Objective:
Substitute "Recorded" for "Reported" wherever it occurs in the material below and reproduce the material otherwise unchanged. Leave the pictures out of your answer.

Listing:
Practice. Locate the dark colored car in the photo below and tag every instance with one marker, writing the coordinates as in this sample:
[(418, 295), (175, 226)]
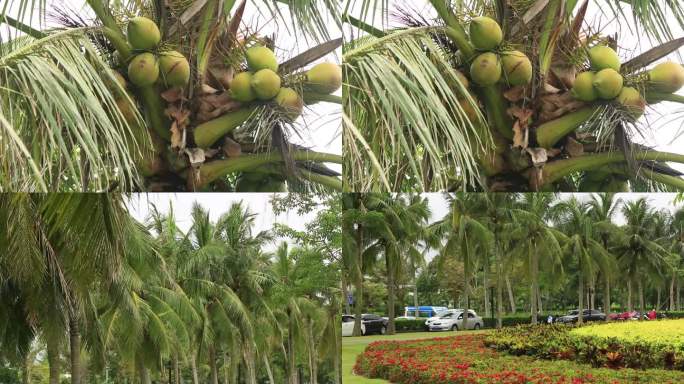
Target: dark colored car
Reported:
[(589, 315), (369, 324)]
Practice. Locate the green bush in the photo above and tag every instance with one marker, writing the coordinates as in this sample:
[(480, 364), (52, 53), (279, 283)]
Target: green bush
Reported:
[(406, 325)]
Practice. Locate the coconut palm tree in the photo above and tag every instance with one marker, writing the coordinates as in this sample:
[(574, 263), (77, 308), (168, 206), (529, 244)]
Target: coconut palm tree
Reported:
[(639, 254), (90, 128), (466, 236), (430, 120), (573, 219)]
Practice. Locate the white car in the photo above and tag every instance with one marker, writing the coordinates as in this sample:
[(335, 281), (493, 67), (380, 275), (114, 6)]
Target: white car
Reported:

Answer in full:
Practice. Locate the dark colored car in the photo below and tag every instance with one marker, writing the coordinates as in this sample:
[(418, 295), (175, 226)]
Target: dark colored car
Recorded:
[(589, 315), (369, 324)]
Practice. Locate the green bush in the photo above and tag every instance with one marker, writing the coordinates as in this sample:
[(480, 364), (52, 53), (279, 283)]
Target: green bush
Recorded:
[(406, 325)]
Practice. Locate the coconut palm tree in the photo above and tag every instance with one marker, writing the coordinates as in this sample:
[(574, 263), (77, 308), (168, 206), (529, 244)]
Target: coconut palm tree
Recorded:
[(639, 254), (90, 128), (466, 236), (430, 120), (573, 219)]
Practice. Locate the white car in the photo above and tag every instance with one marker, writing the coordinates as in this sample:
[(335, 281), (493, 67), (380, 275), (114, 6)]
Target: white car
Recorded:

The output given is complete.